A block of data
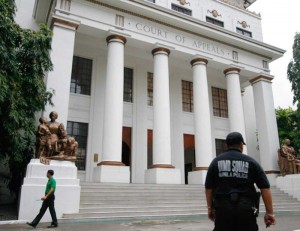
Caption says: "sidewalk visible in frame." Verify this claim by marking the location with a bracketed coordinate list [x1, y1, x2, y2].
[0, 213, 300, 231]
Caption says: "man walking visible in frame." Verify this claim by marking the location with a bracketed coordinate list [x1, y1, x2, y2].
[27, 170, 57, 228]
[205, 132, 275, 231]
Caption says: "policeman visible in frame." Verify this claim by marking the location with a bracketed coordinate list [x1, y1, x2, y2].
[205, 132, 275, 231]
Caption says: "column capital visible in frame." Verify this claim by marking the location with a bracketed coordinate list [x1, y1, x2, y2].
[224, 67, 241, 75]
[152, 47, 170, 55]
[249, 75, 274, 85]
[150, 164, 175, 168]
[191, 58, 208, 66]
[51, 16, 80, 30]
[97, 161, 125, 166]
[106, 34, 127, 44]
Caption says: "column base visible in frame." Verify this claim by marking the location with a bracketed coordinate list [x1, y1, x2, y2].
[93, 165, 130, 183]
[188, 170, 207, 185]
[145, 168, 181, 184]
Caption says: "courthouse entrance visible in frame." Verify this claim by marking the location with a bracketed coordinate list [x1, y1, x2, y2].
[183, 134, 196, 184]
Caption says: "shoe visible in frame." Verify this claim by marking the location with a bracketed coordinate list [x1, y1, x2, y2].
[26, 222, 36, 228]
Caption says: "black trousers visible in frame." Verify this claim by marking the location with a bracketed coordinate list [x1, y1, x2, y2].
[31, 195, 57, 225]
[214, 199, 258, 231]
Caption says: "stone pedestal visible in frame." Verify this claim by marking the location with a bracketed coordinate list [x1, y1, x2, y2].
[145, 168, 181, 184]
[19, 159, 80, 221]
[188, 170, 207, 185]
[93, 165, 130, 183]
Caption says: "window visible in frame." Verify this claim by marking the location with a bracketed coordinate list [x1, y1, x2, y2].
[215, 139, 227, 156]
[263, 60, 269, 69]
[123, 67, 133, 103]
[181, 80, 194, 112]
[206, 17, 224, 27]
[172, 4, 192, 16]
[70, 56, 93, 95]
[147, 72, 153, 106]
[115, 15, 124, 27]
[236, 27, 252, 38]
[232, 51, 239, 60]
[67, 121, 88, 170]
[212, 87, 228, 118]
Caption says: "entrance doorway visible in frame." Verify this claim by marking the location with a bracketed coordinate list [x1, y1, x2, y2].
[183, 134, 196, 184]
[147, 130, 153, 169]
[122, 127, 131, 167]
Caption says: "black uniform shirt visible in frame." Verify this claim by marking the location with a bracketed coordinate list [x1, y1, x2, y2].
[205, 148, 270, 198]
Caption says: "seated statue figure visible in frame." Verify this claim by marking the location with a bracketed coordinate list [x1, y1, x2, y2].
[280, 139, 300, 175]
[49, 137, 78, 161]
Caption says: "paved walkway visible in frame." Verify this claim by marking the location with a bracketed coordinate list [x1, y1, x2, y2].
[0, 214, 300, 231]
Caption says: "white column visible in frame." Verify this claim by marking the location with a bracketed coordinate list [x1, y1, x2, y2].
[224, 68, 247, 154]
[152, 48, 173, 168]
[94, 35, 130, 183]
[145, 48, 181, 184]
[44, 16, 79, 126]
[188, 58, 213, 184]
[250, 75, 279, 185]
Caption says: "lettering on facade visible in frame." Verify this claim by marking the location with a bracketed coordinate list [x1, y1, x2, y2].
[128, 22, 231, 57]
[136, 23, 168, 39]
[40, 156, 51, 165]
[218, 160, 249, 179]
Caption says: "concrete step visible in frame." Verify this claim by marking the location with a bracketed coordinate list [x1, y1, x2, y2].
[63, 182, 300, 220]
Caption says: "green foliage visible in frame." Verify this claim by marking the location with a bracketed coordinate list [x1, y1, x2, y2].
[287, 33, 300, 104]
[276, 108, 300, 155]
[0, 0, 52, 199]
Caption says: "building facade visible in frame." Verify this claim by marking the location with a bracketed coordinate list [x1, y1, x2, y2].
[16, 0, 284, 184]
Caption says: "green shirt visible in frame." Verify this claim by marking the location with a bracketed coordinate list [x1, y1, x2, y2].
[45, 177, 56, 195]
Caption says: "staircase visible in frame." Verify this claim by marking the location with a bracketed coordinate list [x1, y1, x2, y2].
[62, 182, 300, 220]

Directions for this task:
Reproduce everything from the line containing "pedestal visible in" down to the line containing "[205, 148, 270, 198]", both lines included and the requests left unchanged. Multiply each bounding-box coordinate in the answers by 0.95, rounding to whole numbers with halves going up.

Reply to the exercise:
Caption says: "stone pedestal visible in frame." Verify this claim by marking the location with a bracketed coordinate list [x1, y1, x2, y2].
[138, 160, 172, 175]
[18, 151, 76, 210]
[179, 162, 197, 176]
[88, 157, 124, 174]
Caption says: "window visible in frame." Verify this claim by marking the location with a bracketed coordinate list [x1, y1, x2, y2].
[204, 132, 216, 148]
[250, 57, 256, 66]
[117, 64, 126, 98]
[172, 76, 184, 106]
[196, 16, 213, 26]
[163, 4, 182, 15]
[67, 53, 88, 90]
[140, 68, 145, 101]
[109, 14, 118, 26]
[224, 26, 239, 36]
[220, 48, 227, 57]
[64, 115, 84, 162]
[201, 83, 217, 112]
Caption says: "entrance doorway visible in frame." Verify this claim by marking the location with a bracketed coordinate list [x1, y1, x2, y2].
[174, 127, 186, 175]
[140, 124, 145, 161]
[116, 121, 124, 159]
Caption says: "black uniform shirt visible in frame." Verify this claim by marking the location with a bracketed coordinate list [x1, y1, x2, y2].
[195, 141, 257, 188]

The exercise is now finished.